Records from an annotation dataset:
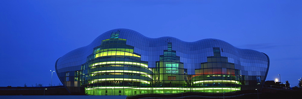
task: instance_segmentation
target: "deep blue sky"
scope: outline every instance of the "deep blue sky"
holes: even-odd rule
[[[214,38],[264,52],[266,80],[302,77],[302,1],[2,0],[0,86],[50,83],[56,61],[108,31]],[[56,74],[53,83],[61,83]]]

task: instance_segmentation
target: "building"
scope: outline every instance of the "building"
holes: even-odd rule
[[[265,54],[221,40],[150,38],[124,28],[104,33],[55,64],[70,93],[130,96],[261,89],[269,65]]]

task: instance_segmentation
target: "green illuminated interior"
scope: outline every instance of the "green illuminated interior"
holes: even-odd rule
[[[186,87],[138,88],[122,86],[107,86],[85,88],[86,93],[89,95],[128,96],[148,94],[172,94],[189,92],[222,93],[226,92],[234,92],[240,90],[240,88],[239,88],[212,87],[192,88]]]
[[[135,65],[140,66],[146,68],[148,68],[148,65],[147,64],[140,63],[132,62],[120,62],[120,61],[106,62],[97,62],[92,64],[90,65],[90,66],[92,67],[97,65],[100,65],[102,64],[131,64],[131,65]]]
[[[108,51],[102,52],[95,54],[95,58],[100,57],[111,56],[124,56],[140,57],[140,56],[129,52],[121,51]]]
[[[113,32],[114,38],[118,38],[119,32],[117,33]],[[172,50],[170,42],[169,50],[164,50],[159,61],[155,62],[156,68],[148,68],[148,62],[141,61],[140,55],[134,53],[134,47],[126,45],[126,41],[106,39],[94,48],[87,62],[82,65],[82,76],[79,79],[86,94],[223,93],[240,91],[243,84],[235,74],[236,70],[232,68],[233,64],[226,62],[223,64],[229,66],[221,68],[210,67],[212,63],[203,63],[201,69],[195,70],[195,74],[188,74],[176,51]]]

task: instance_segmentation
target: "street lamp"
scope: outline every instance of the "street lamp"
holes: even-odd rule
[[[278,75],[279,75],[279,80],[280,80],[280,82],[281,83],[281,75],[278,74]]]
[[[51,72],[51,82],[50,82],[50,86],[53,86],[53,73],[55,72],[54,71],[50,70]]]
[[[47,88],[44,88],[44,94],[43,94],[43,95],[45,95],[45,90],[47,89]]]
[[[259,99],[259,94],[258,94],[258,90],[257,90],[257,89],[256,89],[256,90],[257,90],[257,96],[258,96],[258,99]]]

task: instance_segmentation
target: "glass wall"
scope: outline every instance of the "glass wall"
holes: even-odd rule
[[[77,86],[92,95],[221,94],[261,88],[269,63],[264,53],[220,40],[150,38],[120,28],[66,53],[56,68],[71,92]]]

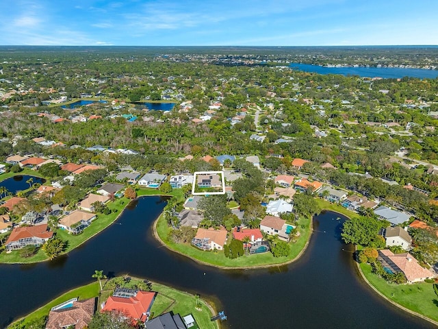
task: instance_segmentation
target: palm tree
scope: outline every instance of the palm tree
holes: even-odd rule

» SHORT PROBLEM:
Output all of the entries verbatim, leaving out any images.

» COMPLETED TASK:
task: instance_segmentation
target: "deep blue sky"
scope: outline every instance of the "deep blue sky"
holes: even-odd rule
[[[214,38],[264,52],[266,80],[302,77],[302,1],[2,0],[0,86],[50,83],[56,61],[108,31]],[[56,74],[53,83],[61,83]]]

task: instance_segmentation
target: "building"
scope: outline every instance of the "building"
holes: even-odd rule
[[[265,54],[221,40],[150,38],[124,28],[104,33],[55,64],[70,93],[130,96],[261,89],[269,65]]]

task: instance_segmentation
target: "green illuminated interior"
scope: outline every instance of the "green illuminated interior"
holes: even-odd rule
[[[186,87],[138,88],[122,86],[107,86],[85,88],[86,93],[89,95],[128,96],[148,94],[172,94],[189,92],[222,93],[226,92],[234,92],[240,90],[240,88],[239,88],[212,87],[192,88]]]
[[[135,65],[140,66],[146,68],[148,68],[148,65],[147,64],[140,63],[132,62],[120,62],[120,61],[106,62],[97,62],[92,64],[90,65],[90,66],[92,67],[97,65],[100,65],[102,64],[131,64],[131,65]]]
[[[108,51],[102,52],[95,54],[95,58],[100,57],[111,56],[124,56],[140,57],[140,56],[129,52],[121,51]]]
[[[113,32],[114,38],[118,38],[119,32],[117,33]],[[172,50],[170,42],[169,50],[164,50],[159,61],[155,62],[156,68],[148,68],[148,62],[141,61],[140,55],[134,53],[134,47],[126,45],[126,41],[106,39],[94,48],[87,62],[82,65],[82,76],[79,79],[86,94],[223,93],[240,91],[243,84],[235,74],[236,70],[232,68],[233,64],[226,62],[223,64],[229,66],[221,68],[210,67],[212,63],[203,63],[201,69],[195,70],[195,74],[188,74],[176,51]]]

task: instance_segmentation
target: "street lamp"
scope: outline every instance of the "street lamp"
holes: even-odd rule
[[[278,75],[279,75],[279,80],[280,80],[280,82],[281,83],[281,75],[278,74]]]
[[[51,72],[51,82],[50,82],[50,86],[53,86],[53,73],[55,72],[54,71],[50,70]]]
[[[47,88],[44,88],[44,94],[43,94],[43,95],[45,95],[45,90],[47,89]]]
[[[259,99],[259,94],[258,94],[258,90],[257,90],[257,89],[256,89],[256,90],[257,90],[257,96],[258,96],[258,99]]]

task: instance_segmentation
target: "glass wall"
scope: outline every instance of the "glass wall"
holes: even-odd rule
[[[77,86],[92,95],[221,94],[261,88],[269,63],[264,53],[220,40],[150,38],[120,28],[66,53],[56,68],[71,92]]]

task: instance_segmentation
target: palm tree
scope: outline every instance of the palm tree
holes: even-odd rule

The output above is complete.